= REQUIRED TASK 1 =
Pull out every line of the entries that contains the word "hardwood".

= TEXT TO READ =
○ ○ ○ ○ ○ ○ ○

Brigand Battle Plans: Maersk Line and the Somali Pirate Kidnappings
By JARED SHELLY, staff writer for Human Resource ExecutiveŽ, sister publication of Risk & InsuranceŽ
As the hot African sun rose over the Gulf of Aden, the 20-person crew of the Maersk Alabama must have thought the morning of April 8 would be just like any other while out at sea. From the captain down to the cook, their mission was clear--sail the 500-foot cargo ship one step closer to its destination of Mombasa, Kenya, where it would deliver more than $5 million worth of American food aid.
But when you're sailing through one of the most dangerous bodies of water in the world, no day is ordinary.
As the Alabama forged ahead, four men from Somalia--the virtually lawless, poverty-stricken African nation 400 miles away--were approaching in a smaller, faster speedboat. Their intent, just like pirates in other eras, was to hijack the ship, steal cargo or perhaps even hold hostages for ransom.
After some struggling, the pirates scaled and shimmied their way up the side and climbed aboard. These were certainly not the "shiver me timbers" pirates of children's adventure books--they were hardened criminals carrying machine guns.
The crew members had no firearms.
In just the past few years, Somali pirates have pulled off a slew of brazen--and extremely profitable--attacks on merchant ships, with more 60 in the few months of 2009 leading up to the Alabama attack, according to news reports.
Since it was the first time in recent history that pirates attacked a U.S. merchant ship, the story got the attention of the global media almost instantly, but few details were initially available about just what was happening on board, leaving the public to wonder:
Are the pirates taking hostages?
Are they shooting crew members?
Can the crew survive without any weapons?
Plan of Action
In Virginia Beach, Va., 8,000 miles away, Susan Lebrato thought it was going to be a typical Wednesday. The human resource director and overseer of the HR department at Maersk Line Ltd.--a U.S. flag transportation, ship management and technical-services company, and a subsidiary of AP Moller Maersk--woke up at her normal time of 5 a.m., got dressed, filled in her daily Sudoku puzzle and popped on the TV news as usual--a habit she says she developed after the attacks of Sept. 11, 2001. In the midst of her routine, she briefly overheard something about a ship in trouble, but the clip ended before she could get more details.
"That couldn't possibly be one of our ships, right?" she thought.
Before she even reached the Maersk offices in downtown Norfolk, Va., Lebrato received an e-mail on her BlackBerry confirming her worst fears: One of her company's ships was, indeed, hijacked.
All morning, Lebrato's co-workers seemed to be checking news on the Internet. Reporters began camping out in the lobby, hoping to get any new information on the story, which soon dominated headlines and cable news channels.
In response, CEO John Reinhart gathered company leaders to create a plan of action, being sure to adhere to the company's five values (see sidebar).

○ ○ ○ ○ ○ ○ ○

= MATERIAL FOR THIS EXERCISE =
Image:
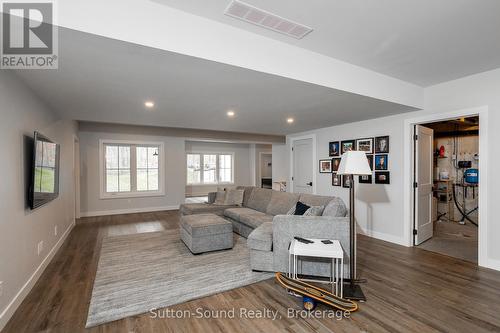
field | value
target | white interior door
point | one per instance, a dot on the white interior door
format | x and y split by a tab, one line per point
424	145
302	166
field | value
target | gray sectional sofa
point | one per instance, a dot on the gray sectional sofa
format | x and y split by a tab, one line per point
263	221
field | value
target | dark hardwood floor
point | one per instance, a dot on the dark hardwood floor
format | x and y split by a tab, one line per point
408	290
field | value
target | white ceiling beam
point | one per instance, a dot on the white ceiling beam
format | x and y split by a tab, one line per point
155	25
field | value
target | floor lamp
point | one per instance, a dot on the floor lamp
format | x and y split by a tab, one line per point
353	163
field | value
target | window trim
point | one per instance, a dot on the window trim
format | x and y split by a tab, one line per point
233	168
132	194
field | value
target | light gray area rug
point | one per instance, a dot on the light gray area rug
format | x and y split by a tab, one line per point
137	273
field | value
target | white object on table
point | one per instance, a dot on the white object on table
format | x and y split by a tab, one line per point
333	251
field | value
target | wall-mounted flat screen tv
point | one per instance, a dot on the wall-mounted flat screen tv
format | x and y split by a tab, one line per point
45	172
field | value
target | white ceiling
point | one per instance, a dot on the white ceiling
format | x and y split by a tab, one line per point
424	42
105	80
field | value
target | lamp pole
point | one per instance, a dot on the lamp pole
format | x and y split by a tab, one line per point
353	291
353	163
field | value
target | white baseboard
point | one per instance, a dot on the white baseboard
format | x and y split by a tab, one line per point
383	236
491	264
127	211
26	288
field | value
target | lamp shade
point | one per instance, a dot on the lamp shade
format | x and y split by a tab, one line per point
354	163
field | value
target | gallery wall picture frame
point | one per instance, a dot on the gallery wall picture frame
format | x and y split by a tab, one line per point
370	160
336	179
334	148
382	162
382	144
365	179
382	177
346	181
336	164
325	166
347	145
365	145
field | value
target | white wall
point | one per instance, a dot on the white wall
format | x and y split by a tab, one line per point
242	163
20	228
380	207
175	175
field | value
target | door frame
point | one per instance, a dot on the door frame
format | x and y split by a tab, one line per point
76	175
408	160
313	162
416	200
259	171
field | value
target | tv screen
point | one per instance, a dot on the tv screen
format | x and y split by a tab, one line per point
45	171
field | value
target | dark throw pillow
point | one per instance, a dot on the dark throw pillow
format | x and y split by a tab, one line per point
301	208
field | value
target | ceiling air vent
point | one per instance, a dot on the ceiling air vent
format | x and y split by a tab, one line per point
251	14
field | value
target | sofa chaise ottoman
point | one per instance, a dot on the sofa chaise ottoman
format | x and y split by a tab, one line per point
206	232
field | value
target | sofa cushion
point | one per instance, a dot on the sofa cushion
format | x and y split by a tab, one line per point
315	211
300	208
235	213
262	237
234	197
201	208
220	197
335	208
246	194
281	202
314	200
259	199
255	220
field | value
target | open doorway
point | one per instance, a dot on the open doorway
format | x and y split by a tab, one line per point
446	187
266	170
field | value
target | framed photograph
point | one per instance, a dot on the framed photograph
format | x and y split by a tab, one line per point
346	181
381	162
334	148
365	145
335	164
365	179
370	161
347	145
325	166
382	177
336	179
381	144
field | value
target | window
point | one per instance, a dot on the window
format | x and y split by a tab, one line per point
225	168
131	169
147	168
210	168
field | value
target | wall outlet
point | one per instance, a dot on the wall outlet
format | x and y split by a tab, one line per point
40	247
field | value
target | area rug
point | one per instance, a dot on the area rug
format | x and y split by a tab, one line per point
140	272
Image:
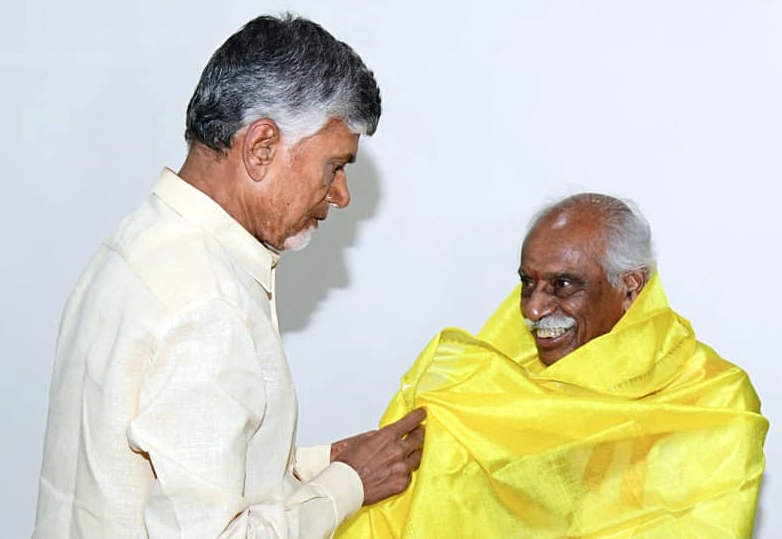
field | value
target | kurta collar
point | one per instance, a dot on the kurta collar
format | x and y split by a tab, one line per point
198	208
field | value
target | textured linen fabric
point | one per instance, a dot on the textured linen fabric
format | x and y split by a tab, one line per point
172	410
641	433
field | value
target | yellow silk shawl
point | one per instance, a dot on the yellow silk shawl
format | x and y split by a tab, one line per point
643	432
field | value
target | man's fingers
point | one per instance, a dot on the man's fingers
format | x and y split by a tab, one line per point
408	422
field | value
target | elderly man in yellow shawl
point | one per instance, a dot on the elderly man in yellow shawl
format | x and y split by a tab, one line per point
591	411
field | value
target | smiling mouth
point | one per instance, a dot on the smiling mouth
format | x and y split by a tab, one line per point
550	333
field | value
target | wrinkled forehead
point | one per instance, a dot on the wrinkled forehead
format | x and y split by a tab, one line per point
564	239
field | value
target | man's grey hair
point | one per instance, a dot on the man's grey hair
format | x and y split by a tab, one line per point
287	69
628	237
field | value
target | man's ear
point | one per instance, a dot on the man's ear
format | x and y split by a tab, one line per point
260	143
632	282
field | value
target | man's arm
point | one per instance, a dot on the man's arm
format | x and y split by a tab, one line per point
202	402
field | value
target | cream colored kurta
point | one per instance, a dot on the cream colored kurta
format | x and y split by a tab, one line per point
172	411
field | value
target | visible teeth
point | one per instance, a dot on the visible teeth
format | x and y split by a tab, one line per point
550	333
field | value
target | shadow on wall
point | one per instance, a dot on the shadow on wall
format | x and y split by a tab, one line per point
304	278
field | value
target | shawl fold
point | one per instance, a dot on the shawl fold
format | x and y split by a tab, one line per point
643	432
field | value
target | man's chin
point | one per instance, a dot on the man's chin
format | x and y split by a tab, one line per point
299	241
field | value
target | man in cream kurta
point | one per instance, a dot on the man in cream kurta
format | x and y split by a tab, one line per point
145	357
172	410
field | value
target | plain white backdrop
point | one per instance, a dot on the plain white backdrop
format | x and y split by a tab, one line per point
490	110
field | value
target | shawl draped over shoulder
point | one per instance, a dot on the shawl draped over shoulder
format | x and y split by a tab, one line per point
643	432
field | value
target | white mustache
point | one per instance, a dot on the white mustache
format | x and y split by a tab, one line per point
551	322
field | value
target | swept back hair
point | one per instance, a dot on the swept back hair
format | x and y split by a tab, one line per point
628	237
287	69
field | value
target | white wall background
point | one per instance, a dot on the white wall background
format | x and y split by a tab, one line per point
490	109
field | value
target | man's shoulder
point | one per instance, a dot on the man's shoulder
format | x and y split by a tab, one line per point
716	382
177	262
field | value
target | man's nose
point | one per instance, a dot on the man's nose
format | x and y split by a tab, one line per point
339	195
538	305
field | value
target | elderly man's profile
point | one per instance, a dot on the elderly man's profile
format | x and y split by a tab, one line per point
585	407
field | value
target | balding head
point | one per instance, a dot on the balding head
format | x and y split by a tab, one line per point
583	262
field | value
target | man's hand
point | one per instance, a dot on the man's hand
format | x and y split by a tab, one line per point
384	458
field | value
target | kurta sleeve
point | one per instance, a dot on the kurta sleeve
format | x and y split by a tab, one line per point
201	404
311	460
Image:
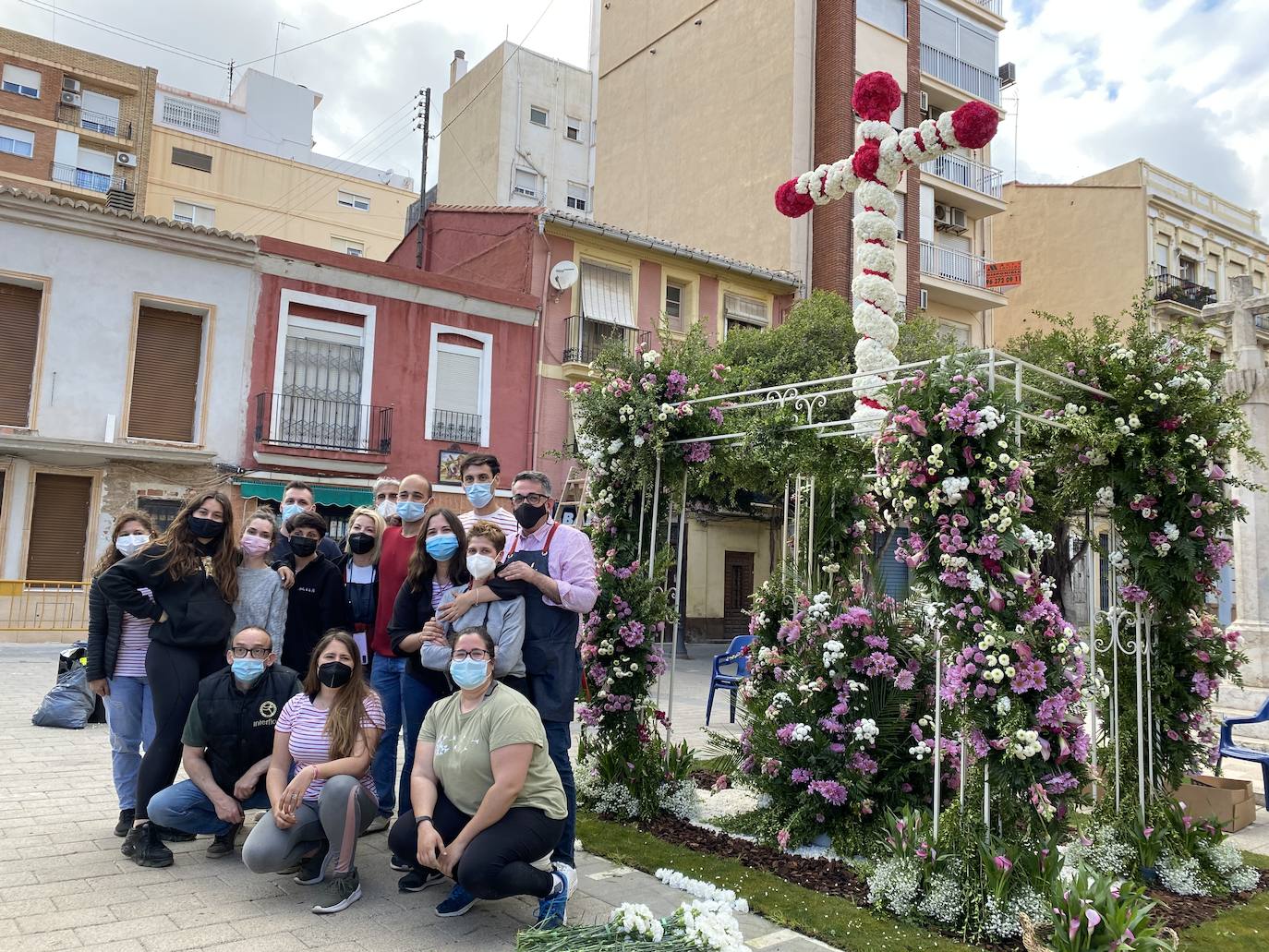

○ ○ ○ ○ ○ ○ ○

= REQUIRED TASK 2 =
Decide whether each statement agrees with the article about the Maersk Alabama hijacking, answering yes or no and quoting the words of the article that settle it: (a) The crew of the Maersk Alabama carried firearms. (b) Susan Lebrato woke up at 5 a.m. on the day of the attack. (c) The ship was bound for Mombasa, Kenya.

= TASK ANSWER 1 =
target | dark hardwood floor
point | one per instance, a dot on the dark hardwood floor

= TASK ANSWER 2 =
(a) No: "The crew members had no firearms."
(b) Yes: "woke up at her normal time of 5 a.m."
(c) Yes: "its destination of Mombasa, Kenya"